::: Source excerpt
Re: RARA-AVIS: Canadian Noir

From: Kerry J. Schooley ( gsp.schoo@murderoutthere.com)
Date: 14 Apr 2007


At 10:32 PM 12/04/2007, you wrote:

>One of the main things that bothers me is that we have a lot of presses here
>propped up by government grant money. I appreciate the fact that, were it
>not for these grants, these publishers wouldn¹t be in business. And I
>accept that as a reality, but it means they do not need to concern
>themselves with marketability and sales.

Selections and decisions about grant applications are usually made by panels of artists, which makes for a lot of kafkaesk arts politics. You think intrigue on RARA can sometimes be intense...

There's also often a sense that focus shifts to please the government of the day, however slightly, and governments often express policies toward the arts that they believe reflects the eminently sensible views of the folks who put them in office, so the marketplace gets in there somehow, in the end. The nice thing about this process is no one actually has to actually read the book, or view the art, to know whether it's any good or not.

> In my wildest quirk outside of my
>usual reading I actually really enjoy H. Mel Malton¹s Polly Deacon series,
>but publishers like Rendezvous depress me. They would have us think the
>cops are all stereotypical donut-eating, bumbling idiots who can¹t connect
>two dots, and thank goodness the realtors and puppet makers are out there
>solving murders.
::::::
::: Given data
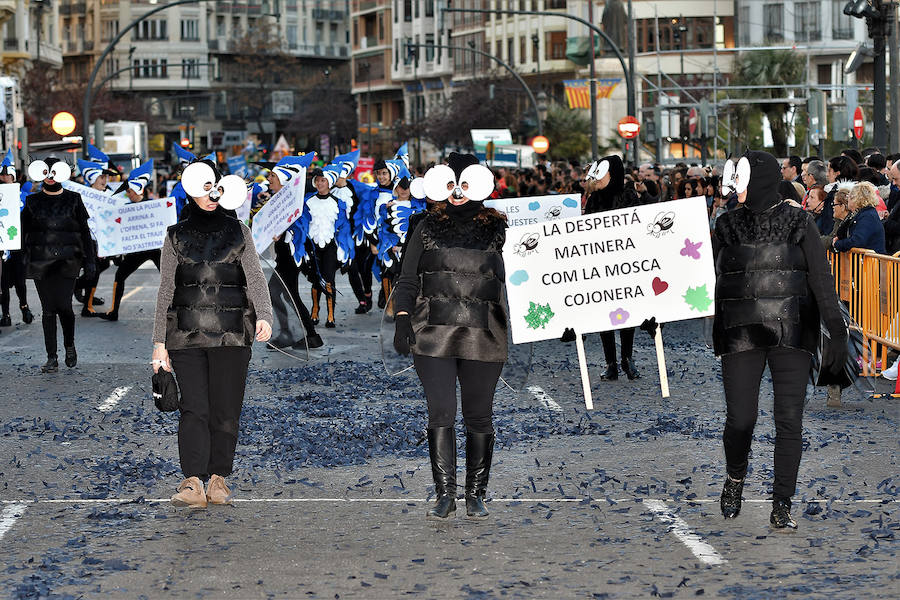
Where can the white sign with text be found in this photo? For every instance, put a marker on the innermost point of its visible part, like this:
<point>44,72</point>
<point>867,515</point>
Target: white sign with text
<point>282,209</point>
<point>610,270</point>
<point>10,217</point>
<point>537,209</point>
::::::
::: Given data
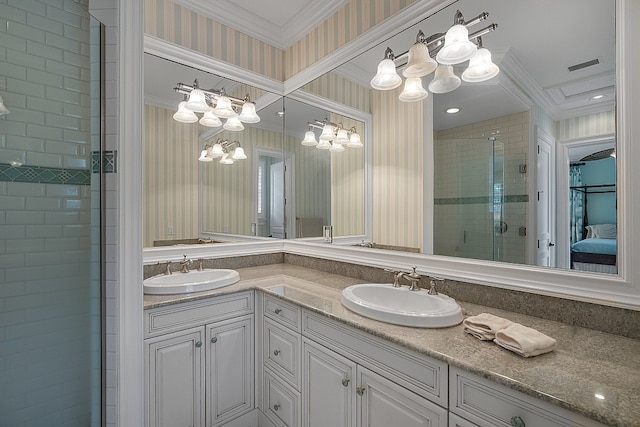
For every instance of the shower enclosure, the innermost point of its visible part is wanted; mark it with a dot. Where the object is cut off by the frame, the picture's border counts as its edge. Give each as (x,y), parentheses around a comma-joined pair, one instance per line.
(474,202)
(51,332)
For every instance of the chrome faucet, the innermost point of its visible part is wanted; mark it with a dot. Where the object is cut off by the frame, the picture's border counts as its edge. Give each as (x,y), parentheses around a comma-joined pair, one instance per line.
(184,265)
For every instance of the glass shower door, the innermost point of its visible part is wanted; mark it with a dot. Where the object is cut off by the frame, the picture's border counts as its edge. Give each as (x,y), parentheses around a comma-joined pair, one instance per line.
::::::
::: Given data
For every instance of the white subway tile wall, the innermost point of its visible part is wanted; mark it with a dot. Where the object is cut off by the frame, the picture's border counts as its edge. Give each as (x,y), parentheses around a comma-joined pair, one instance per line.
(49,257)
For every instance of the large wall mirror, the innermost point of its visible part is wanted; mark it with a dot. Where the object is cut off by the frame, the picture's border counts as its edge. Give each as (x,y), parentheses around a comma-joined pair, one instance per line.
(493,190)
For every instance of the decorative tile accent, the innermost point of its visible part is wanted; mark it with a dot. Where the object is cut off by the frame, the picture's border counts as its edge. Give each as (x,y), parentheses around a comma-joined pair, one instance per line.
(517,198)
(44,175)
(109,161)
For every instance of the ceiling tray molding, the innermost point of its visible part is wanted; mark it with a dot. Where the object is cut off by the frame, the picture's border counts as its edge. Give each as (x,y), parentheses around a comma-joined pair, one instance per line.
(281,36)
::::::
- Work to do
(A) In the Canadian noir message, why does the quoted writer say these presses don't need to concern themselves with marketability and sales?
(B) Reproduce the passage of the Canadian noir message starting at "At 10:32 PM" and ending at "sometimes be intense...".
(C) Carry on the Canadian noir message from the point where it stops.

- Per-task answers
(A) The quoted writer says they are propped up by government grant money and wouldn't be in business without it. Because that money keeps them going, they don't need to worry about marketability and sales.

(B)
At 10:32 PM 12/04/2007, you wrote:

>One of the main things that bothers me is that we have a lot of presses here
>propped up by government grant money. I appreciate the fact that, were it
>not for these grants, these publishers wouldn¹t be in business. And I
>accept that as a reality, but it means they do not need to concern
>themselves with marketability and sales.

Selections and decisions about grant applications are usually made by panels of artists, which makes for a lot of kafkaesk arts politics. You think intrigue on RARA can sometimes be intense...

(C)
I suspect the folks at Rendezvous felt they were taking a pretty big risk at the time they started up. The only other line I can think of devoted to Canuck crime is Castle Street over at Dundurn Press. Ours is a small market and the existence of publishers, even the once dominant M&S, is precarious. Raincoast's recent success was largely gained by having secured rights to sell the Harry Potter series here, not from the sudden popularity of any of the Canadian authors. We've still a somewhat colonial attitude to culture, so I don't begrudge anyone writing or publishing what they think will succeed. And some Rendezvous authors have written darker stuff which we published in the Canuck Noir anthologies. Even got a nice little noir from Eric Wright (now with Dundurn) at the start.

>The reality is that authors such as Giles Blunt have demonstrated that the
>setting can sell to readers if the writing is strong.
>
>Margaret Laurence was about as bleak as it gets. Toss in a crime and I
>could write books set in Canada... I¹d just have to call it literature.

Not that it was all that easy for Margaret. And if it ever got easier, it was because Hollywood made Rachel, Rachel, based on her Stone Angel. The talent was always there, the work strong, but she had to be validated by the dominant culture before becoming acceptable here. Even then, I seem to recall that she was not very welcome back in the small Manitoba town where she grew up. And there was a push to ban her books in the Ontario school district where she spent the the last decades of her life.

Again, this is all magnified by Canada being a relatively small market- one tenth the size of the US, but I think this also feeds into what Willow is saying about self-perception (we're too nice and polite to murder anyone) becoming a difficult to overcome reality (we're too boring to host noir fiction.)

Would you describe Giles Blunt's fiction, definitely good stuff, as noir?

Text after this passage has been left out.